== Segment start ==

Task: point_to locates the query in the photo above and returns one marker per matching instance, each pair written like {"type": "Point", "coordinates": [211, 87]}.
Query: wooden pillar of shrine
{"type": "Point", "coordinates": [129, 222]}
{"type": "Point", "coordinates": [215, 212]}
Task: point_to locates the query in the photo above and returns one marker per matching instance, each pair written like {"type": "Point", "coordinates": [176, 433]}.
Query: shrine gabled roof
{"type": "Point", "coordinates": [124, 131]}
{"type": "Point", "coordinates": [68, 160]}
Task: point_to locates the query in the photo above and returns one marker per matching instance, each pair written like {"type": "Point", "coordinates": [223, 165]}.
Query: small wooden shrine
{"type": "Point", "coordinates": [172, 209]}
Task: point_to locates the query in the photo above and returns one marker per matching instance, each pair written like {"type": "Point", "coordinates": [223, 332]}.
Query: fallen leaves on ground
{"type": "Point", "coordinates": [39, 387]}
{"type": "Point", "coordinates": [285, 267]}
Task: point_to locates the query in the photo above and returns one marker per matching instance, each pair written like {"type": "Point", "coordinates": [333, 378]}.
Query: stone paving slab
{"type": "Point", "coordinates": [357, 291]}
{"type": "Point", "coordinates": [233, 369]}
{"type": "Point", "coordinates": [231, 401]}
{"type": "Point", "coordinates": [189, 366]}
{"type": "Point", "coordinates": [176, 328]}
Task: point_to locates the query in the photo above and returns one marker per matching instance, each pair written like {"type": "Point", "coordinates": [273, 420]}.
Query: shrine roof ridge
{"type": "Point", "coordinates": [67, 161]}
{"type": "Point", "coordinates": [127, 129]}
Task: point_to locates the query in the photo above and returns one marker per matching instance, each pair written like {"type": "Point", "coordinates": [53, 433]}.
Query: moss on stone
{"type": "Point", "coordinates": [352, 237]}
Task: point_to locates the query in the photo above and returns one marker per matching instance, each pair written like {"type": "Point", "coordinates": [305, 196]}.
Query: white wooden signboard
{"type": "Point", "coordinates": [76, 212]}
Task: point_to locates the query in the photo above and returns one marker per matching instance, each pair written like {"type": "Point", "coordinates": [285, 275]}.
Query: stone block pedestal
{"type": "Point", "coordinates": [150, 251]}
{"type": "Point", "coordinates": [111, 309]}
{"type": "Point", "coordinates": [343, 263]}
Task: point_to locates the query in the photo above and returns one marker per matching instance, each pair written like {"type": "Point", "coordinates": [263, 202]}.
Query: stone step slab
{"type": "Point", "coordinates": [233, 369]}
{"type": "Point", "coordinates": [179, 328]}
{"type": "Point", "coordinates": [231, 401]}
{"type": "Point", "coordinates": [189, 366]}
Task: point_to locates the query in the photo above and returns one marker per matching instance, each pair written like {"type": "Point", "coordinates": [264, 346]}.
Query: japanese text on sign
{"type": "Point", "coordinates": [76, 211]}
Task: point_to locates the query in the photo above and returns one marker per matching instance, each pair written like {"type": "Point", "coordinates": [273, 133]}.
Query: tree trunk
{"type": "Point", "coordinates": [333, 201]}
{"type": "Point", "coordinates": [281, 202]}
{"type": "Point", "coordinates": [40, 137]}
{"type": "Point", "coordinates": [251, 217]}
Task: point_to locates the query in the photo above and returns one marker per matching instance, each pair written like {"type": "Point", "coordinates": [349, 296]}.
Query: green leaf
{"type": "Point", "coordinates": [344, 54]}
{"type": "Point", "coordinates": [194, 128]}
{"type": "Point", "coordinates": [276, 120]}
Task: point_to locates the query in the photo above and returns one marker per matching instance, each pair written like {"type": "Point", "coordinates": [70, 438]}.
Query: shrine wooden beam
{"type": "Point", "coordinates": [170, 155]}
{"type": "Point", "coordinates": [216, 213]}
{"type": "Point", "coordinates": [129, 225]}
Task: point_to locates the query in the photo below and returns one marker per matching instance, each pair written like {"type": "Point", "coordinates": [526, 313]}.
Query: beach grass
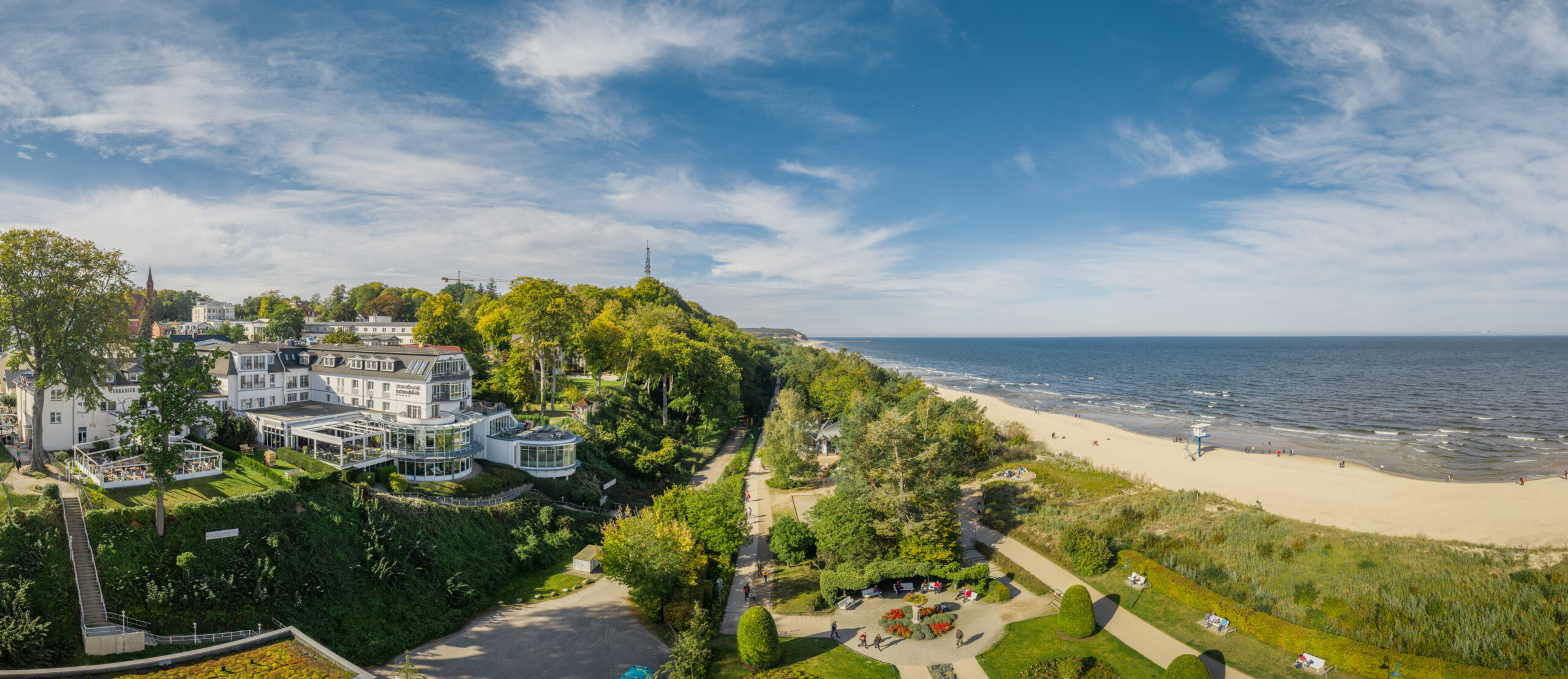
{"type": "Point", "coordinates": [1421, 596]}
{"type": "Point", "coordinates": [1035, 640]}
{"type": "Point", "coordinates": [822, 658]}
{"type": "Point", "coordinates": [234, 482]}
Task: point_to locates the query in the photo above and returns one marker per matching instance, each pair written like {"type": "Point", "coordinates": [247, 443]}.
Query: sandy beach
{"type": "Point", "coordinates": [1310, 488]}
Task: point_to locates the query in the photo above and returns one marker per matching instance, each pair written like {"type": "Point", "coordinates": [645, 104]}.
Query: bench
{"type": "Point", "coordinates": [1217, 629]}
{"type": "Point", "coordinates": [1313, 666]}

== Segment end ==

» **What to do**: Your answer must be the lines from the one containing "Query: green leaf" through the final line of the entries, duplicated exactly, with both ends kept and all pictures left out.

» **Completed task**:
Query: green leaf
{"type": "Point", "coordinates": [344, 54]}
{"type": "Point", "coordinates": [194, 128]}
{"type": "Point", "coordinates": [276, 120]}
Task: point_to locates the query in the photo above and returns one marker per matching instance, each pair written like {"type": "Point", "coordinates": [70, 438]}.
Query: shrine wooden beam
{"type": "Point", "coordinates": [170, 155]}
{"type": "Point", "coordinates": [216, 213]}
{"type": "Point", "coordinates": [129, 225]}
Task: point_to locates the query in the photo below and returns one marker per matching instance, each pair written like {"type": "Point", "coordinates": [526, 313]}.
Query: beach grass
{"type": "Point", "coordinates": [1421, 596]}
{"type": "Point", "coordinates": [1035, 640]}
{"type": "Point", "coordinates": [822, 658]}
{"type": "Point", "coordinates": [234, 482]}
Task: point_to locates the query in the photo above and returns one marker per matching instance, each pair written like {"type": "Point", "coordinates": [247, 443]}.
Query: sandy beach
{"type": "Point", "coordinates": [1310, 488]}
Task: point_to locates the query in the photo above and returns one marker per matching instance, each pair written like {"type": "Point", "coordinates": [645, 104]}.
Query: bench
{"type": "Point", "coordinates": [1217, 629]}
{"type": "Point", "coordinates": [1313, 666]}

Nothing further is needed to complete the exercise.